**What to produce:** Look for "coordinates" in the material below and show each line that contains it.

**Data provided:**

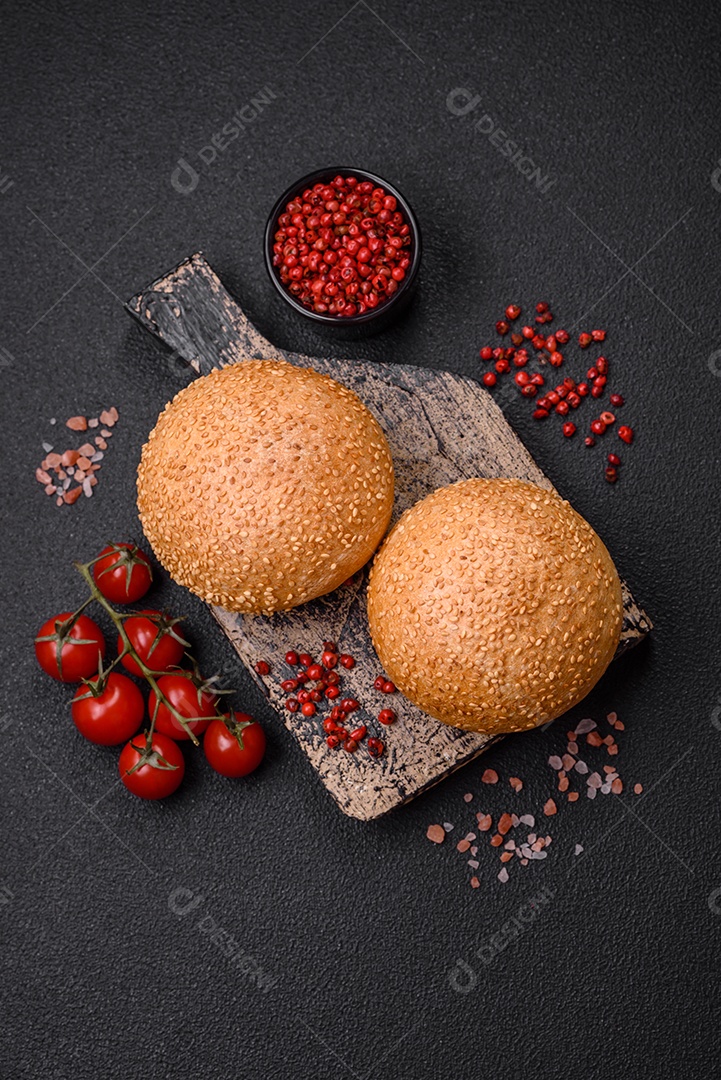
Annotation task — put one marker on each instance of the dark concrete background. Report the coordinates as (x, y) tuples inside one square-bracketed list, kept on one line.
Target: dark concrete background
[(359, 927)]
==
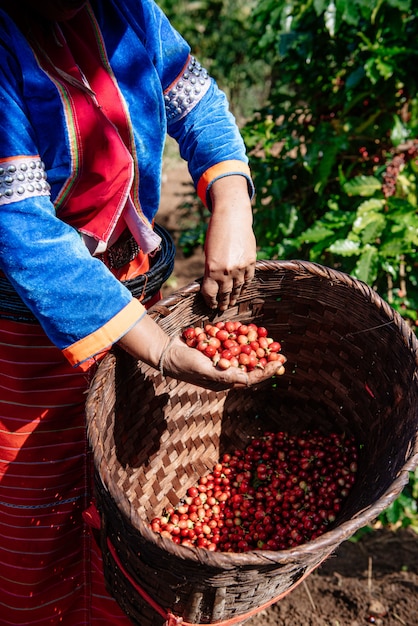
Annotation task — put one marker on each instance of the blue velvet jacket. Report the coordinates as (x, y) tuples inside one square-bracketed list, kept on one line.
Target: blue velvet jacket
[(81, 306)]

**Result of the task:**
Annotation task — put one marker on each instance of the dark concrete background. Report the coordinates as (x, y) tuples inside one square-bracketed list, kept on one line.
Annotation task — put one marker on each instance of the blue velvet jacket. Report the coordinates as (x, y) tuples inside one square-bracketed list, kept on one line.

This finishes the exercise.